- Input data:
#####

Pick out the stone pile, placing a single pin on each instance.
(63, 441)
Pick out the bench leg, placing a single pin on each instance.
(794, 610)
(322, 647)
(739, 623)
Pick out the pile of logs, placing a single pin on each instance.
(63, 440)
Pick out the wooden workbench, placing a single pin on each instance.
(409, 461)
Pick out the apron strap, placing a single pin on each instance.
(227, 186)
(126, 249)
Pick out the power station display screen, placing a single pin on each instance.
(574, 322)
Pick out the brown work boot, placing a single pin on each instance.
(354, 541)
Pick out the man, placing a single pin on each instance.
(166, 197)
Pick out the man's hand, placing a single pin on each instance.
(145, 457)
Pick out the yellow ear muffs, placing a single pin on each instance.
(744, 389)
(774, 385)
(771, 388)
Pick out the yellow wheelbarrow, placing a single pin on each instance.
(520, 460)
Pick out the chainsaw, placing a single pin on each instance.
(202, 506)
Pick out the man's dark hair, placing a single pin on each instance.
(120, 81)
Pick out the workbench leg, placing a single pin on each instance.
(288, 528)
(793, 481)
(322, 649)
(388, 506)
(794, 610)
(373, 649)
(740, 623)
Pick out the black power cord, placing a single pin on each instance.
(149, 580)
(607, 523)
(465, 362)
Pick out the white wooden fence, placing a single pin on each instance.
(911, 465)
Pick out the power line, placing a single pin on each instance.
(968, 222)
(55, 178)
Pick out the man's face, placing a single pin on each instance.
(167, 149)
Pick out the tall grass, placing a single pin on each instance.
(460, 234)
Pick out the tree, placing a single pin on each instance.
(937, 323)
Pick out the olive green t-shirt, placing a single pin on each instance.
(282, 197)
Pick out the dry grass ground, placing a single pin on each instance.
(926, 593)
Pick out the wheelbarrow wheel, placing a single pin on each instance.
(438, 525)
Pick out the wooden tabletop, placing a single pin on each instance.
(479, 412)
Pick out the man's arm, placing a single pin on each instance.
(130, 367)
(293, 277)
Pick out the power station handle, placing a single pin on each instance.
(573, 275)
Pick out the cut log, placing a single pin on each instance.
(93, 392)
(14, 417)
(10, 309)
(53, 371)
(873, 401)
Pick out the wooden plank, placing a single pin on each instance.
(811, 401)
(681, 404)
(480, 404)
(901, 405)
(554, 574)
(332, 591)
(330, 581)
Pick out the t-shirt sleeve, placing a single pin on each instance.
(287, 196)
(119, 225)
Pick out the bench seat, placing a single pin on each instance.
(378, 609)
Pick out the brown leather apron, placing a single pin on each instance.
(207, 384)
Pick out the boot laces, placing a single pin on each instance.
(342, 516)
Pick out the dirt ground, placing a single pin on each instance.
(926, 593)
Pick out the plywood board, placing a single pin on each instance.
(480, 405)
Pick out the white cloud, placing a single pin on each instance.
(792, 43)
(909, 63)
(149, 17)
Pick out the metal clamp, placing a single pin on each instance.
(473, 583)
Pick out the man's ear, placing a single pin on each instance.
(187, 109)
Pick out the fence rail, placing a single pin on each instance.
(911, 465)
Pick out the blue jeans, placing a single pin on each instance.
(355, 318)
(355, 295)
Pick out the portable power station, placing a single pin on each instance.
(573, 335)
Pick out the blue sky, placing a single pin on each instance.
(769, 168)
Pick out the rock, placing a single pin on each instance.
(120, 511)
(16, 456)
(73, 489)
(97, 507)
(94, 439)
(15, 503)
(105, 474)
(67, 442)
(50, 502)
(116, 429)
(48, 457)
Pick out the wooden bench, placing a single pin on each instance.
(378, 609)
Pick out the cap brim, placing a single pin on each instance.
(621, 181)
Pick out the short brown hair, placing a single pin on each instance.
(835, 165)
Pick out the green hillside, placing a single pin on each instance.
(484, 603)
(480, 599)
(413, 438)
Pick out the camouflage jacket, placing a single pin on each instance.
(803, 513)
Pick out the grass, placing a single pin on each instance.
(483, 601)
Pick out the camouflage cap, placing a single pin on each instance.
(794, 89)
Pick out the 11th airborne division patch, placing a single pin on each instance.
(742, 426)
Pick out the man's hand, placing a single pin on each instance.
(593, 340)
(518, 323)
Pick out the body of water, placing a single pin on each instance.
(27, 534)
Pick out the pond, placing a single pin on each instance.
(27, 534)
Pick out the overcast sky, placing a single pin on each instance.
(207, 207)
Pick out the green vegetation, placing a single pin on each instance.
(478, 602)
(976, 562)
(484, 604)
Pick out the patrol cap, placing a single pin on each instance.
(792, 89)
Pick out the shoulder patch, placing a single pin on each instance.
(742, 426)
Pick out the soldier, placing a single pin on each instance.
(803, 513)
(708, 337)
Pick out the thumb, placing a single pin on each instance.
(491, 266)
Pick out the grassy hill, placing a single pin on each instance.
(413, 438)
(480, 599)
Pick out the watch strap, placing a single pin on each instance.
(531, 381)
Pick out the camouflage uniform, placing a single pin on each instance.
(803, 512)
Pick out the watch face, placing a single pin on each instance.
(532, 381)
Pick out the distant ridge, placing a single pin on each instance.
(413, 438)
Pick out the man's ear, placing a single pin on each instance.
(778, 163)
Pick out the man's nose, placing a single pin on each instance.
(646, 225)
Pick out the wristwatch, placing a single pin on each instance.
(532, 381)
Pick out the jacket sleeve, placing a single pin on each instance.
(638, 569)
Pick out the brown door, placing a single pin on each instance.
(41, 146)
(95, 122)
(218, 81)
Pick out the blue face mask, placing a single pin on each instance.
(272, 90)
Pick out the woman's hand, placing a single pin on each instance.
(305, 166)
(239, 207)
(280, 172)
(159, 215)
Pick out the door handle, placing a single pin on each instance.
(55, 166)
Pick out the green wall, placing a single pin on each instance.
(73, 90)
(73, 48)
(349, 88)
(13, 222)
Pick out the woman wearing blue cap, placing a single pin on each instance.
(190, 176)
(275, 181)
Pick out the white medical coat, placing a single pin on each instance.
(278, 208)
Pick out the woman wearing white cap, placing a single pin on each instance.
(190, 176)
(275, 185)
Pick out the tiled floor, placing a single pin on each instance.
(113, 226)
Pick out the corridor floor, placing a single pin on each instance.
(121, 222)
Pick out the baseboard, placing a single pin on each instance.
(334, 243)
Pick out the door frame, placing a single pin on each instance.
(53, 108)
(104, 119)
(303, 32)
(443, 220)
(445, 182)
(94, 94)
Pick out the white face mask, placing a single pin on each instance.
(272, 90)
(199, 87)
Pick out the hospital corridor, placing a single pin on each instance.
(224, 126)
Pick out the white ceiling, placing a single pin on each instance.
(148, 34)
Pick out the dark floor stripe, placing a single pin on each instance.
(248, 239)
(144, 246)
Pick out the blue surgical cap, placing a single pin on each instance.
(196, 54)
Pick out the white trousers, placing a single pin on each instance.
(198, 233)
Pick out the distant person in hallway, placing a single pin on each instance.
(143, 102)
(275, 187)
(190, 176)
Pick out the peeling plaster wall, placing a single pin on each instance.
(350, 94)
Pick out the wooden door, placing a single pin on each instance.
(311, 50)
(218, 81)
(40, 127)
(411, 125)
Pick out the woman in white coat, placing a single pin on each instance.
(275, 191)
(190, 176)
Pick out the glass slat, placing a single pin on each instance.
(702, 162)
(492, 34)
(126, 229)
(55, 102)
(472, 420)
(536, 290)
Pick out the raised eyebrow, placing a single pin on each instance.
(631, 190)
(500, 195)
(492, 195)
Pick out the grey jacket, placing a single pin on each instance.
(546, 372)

#####

- Exercise objective:
Repeat the listing above exactly, line for line.

- Answer to this task:
Pick out the stone pile, placing a single pin on each instance.
(63, 441)
Pick out the bench leg, placing a single pin on each instance.
(794, 610)
(322, 647)
(739, 623)
Pick out the pile of logs, placing a single pin on each instance.
(63, 440)
Pick out the wooden workbench, placing a single pin on each instance.
(409, 461)
Pick out the apron strap, placing a single pin on each instance.
(227, 186)
(126, 249)
Pick out the power station display screen, placing a single pin on each instance.
(574, 322)
Pick out the brown work boot, placing a single pin on each instance.
(354, 541)
Pick out the man, placing a single pin on each instance.
(166, 197)
Pick out the man's hand, placing a single pin on each instance.
(145, 457)
Pick out the yellow ear muffs, placing a single pin on each instance.
(744, 389)
(774, 385)
(771, 388)
Pick out the yellow wheelbarrow, placing a single pin on each instance.
(520, 460)
Pick out the chainsaw, placing a single pin on each instance.
(202, 506)
Pick out the man's dark hair, placing a single pin on each instance.
(120, 81)
Pick out the workbench leg, placing a single pin on each instance.
(288, 528)
(793, 481)
(322, 649)
(388, 506)
(794, 610)
(373, 649)
(740, 623)
Pick out the black power cord, placing a single pin on each instance.
(149, 580)
(607, 523)
(465, 362)
Pick out the white wooden fence, placing a single pin on each instance.
(911, 465)
Pick out the power line, placing a single pin on each instance.
(968, 222)
(55, 178)
Pick out the man's face, placing a single pin on each instance.
(167, 149)
Pick out the tall grass, placing a single pin on each instance.
(460, 234)
Pick out the tree, placing a single pin on each instance.
(937, 323)
Pick out the olive green t-shirt, placing a single pin on each instance.
(282, 197)
Pick out the dry grass ground, placing a single pin on each instance.
(926, 593)
Pick out the wheelbarrow wheel, placing a single pin on each instance.
(438, 525)
Pick out the wooden tabletop, placing a single pin on each instance.
(479, 412)
Pick out the man's arm, placing a single pin on each instance.
(130, 367)
(293, 277)
Pick out the power station handle, placing a single pin on each instance.
(573, 275)
Pick out the cut log, placing a single pin on each instance.
(93, 392)
(14, 417)
(10, 309)
(53, 371)
(873, 401)
Pick out the wooden plank, placing a single pin on each instance.
(811, 401)
(681, 404)
(480, 404)
(901, 405)
(554, 574)
(332, 591)
(330, 581)
Pick out the t-shirt sleeve, placing a single pin on each instance.
(287, 196)
(119, 225)
Pick out the bench seat, placing a single pin on each instance.
(378, 609)
Pick out the brown leather apron, placing a single pin on each instance.
(207, 384)
Pick out the boot laces, placing a single pin on each instance.
(342, 516)
Pick out the dirt ground, placing a single pin on each instance.
(926, 593)
Pick out the plywood board, placing a single pin on each instance.
(480, 405)
Pick out the white cloud, placing a single pin on each instance.
(792, 43)
(909, 63)
(149, 17)
Pick out the metal clamp, placing a single pin on each instance.
(473, 583)
Pick out the man's ear, placing a single pin on each instance.
(187, 109)
Pick out the fence rail, placing a single pin on each instance.
(911, 465)
Pick out the blue jeans, placing a single pin on each instance.
(355, 318)
(355, 295)
Pick out the portable power station, placing a single pin on each instance.
(573, 335)
Pick out the blue sky, placing a single pin on each instance.
(769, 168)
Pick out the rock, placing a single pin on each instance.
(120, 511)
(16, 456)
(73, 489)
(97, 507)
(94, 439)
(15, 503)
(105, 474)
(67, 442)
(50, 502)
(116, 429)
(48, 457)
Pick out the wooden bench, placing a single pin on each instance.
(378, 609)
Pick out the cap brim, placing a single pin on each instance.
(621, 181)
Pick out the short brown hair, placing a single pin on each instance.
(835, 165)
Pick out the green hillside, placing a single pin on each instance.
(484, 603)
(480, 599)
(413, 438)
Pick out the camouflage jacket, placing a single pin on each instance.
(803, 513)
Pick out the grass, placing a single pin on each instance.
(483, 601)
Pick out the camouflage cap, placing a single pin on each instance.
(794, 89)
Pick out the 11th airborne division patch, placing a single pin on each instance.
(742, 426)
Pick out the man's hand, placing a single pin on each instance.
(593, 340)
(518, 323)
Pick out the body of water, placing a single pin on each instance.
(27, 534)
Pick out the pond, placing a single pin on each instance.
(27, 534)
Pick out the overcast sky, placing a single pin on each instance.
(207, 207)
Pick out the green vegetation, placing a single pin on each instance.
(478, 602)
(976, 562)
(484, 604)
Pick out the patrol cap, placing a single pin on each instance.
(792, 89)
Pick out the shoulder patch, placing a single pin on each instance.
(742, 426)
Pick out the soldier, placing a single pin on each instance.
(803, 513)
(708, 337)
Pick out the thumb, placing a single pin on each instance.
(491, 266)
Pick out the grassy hill, placing a single pin on each instance.
(413, 438)
(480, 599)
Pick out the watch strap, placing a single pin on each instance.
(531, 381)
Pick out the camouflage uniform, placing a single pin on each instance.
(803, 512)
Pick out the watch face, placing a single pin on each instance.
(532, 381)
Pick out the distant ridge, placing a single pin on each instance.
(413, 438)
Pick out the man's ear, placing a single pin on each instance.
(778, 163)
Pick out the man's nose, placing a single pin on each instance.
(646, 225)
Pick out the wristwatch, placing a single pin on each instance.
(532, 381)
Pick out the jacket sleeve, placing a single pin on each instance.
(638, 569)
Pick out the brown door, placing a single pin on each instance.
(41, 146)
(95, 122)
(218, 81)
Pick out the blue face mask, placing a single pin on each instance.
(272, 90)
Pick out the woman's hand, placing a single pin on each instance.
(305, 166)
(239, 207)
(280, 172)
(159, 215)
Pick out the door handle, placing a single pin on each instance.
(55, 166)
Pick out the green wall, placing a single pin on each instance.
(73, 90)
(73, 48)
(349, 88)
(13, 222)
Pick out the woman wearing blue cap, placing a single pin on each instance.
(190, 176)
(275, 181)
Pick out the white medical coat, placing a single pin on each instance.
(278, 208)
Pick out the woman wearing white cap, placing a single pin on each instance.
(190, 176)
(275, 185)
Pick out the tiled floor, placing a single pin on each instance.
(113, 226)
Pick out the corridor floor, placing a single pin on each instance.
(121, 222)
Pick out the baseboard, placing a single pin on each instance.
(334, 243)
Pick out the door frame, placing a single pin on each instance.
(53, 108)
(104, 119)
(303, 32)
(443, 220)
(445, 182)
(94, 94)
Pick out the white face mask, placing a single pin on each instance.
(272, 90)
(199, 87)
Pick out the hospital corridor, placing a single pin on each instance.
(224, 126)
Pick out the white ceiling, placing a single pin on each instance.
(148, 34)
Pick out the dark floor stripe, placing a single pin on each instance.
(248, 239)
(144, 246)
Pick out the blue surgical cap, placing a single pin on each instance.
(196, 54)
Pick out the white trousers, placing a single pin on each instance.
(198, 233)
Pick out the distant person in hallway, placing a single pin on each instance.
(143, 102)
(275, 187)
(190, 176)
Pick out the peeling plaster wall, placing a single pin on each instance.
(350, 94)
Pick out the wooden door, placing a single pin on each instance.
(311, 50)
(218, 81)
(40, 127)
(411, 125)
Pick out the woman in white coat, placing a single pin on each instance.
(275, 191)
(190, 176)
Pick out the glass slat, placing a single pin on each instance.
(702, 162)
(492, 34)
(126, 229)
(55, 102)
(472, 420)
(536, 290)
Pick out the raised eyebrow, placing a single pin on each instance.
(631, 190)
(500, 195)
(492, 195)
Pick out the grey jacket, placing a single pin on each instance.
(546, 372)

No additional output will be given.